═════ SUPPLIED RECORDS

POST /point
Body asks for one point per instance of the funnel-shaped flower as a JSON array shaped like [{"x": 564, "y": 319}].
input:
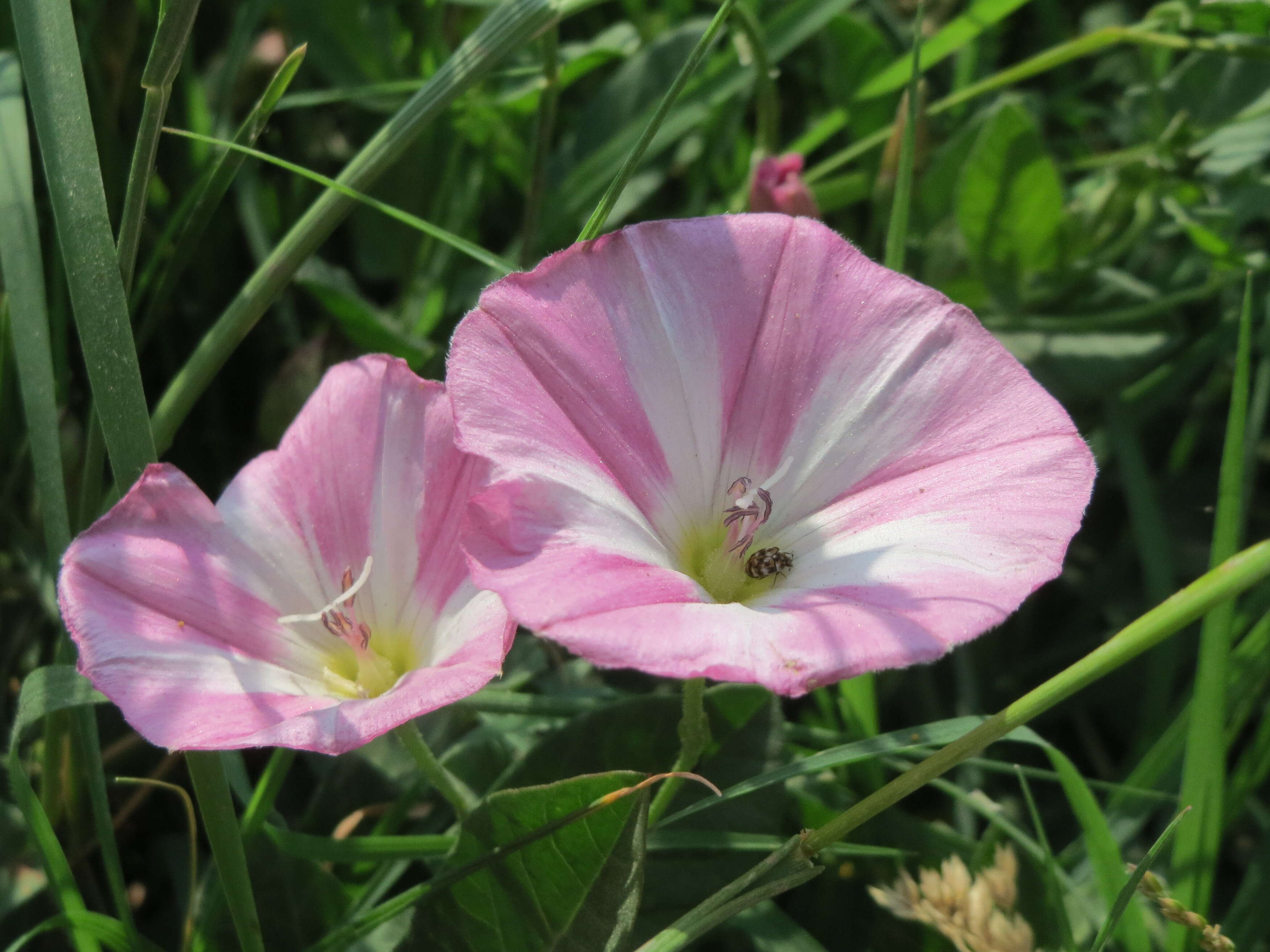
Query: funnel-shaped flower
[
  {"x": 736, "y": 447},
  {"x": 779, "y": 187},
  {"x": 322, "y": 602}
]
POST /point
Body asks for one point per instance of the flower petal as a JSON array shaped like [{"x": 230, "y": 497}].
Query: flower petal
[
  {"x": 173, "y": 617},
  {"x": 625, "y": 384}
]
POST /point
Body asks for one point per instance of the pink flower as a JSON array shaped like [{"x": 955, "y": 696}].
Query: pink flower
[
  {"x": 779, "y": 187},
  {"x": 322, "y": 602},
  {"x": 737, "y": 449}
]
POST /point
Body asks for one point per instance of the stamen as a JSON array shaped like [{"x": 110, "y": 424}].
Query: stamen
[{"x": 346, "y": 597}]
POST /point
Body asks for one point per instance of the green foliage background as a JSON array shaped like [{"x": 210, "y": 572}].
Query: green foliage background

══════════

REQUIREMENT
After identifying the lines above that contain "green", copy each one.

ANSWER TO THE PROBLEM
Body asks for one point per instance of the green foliage background as a JSON array shaped like [{"x": 210, "y": 572}].
Query: green foliage background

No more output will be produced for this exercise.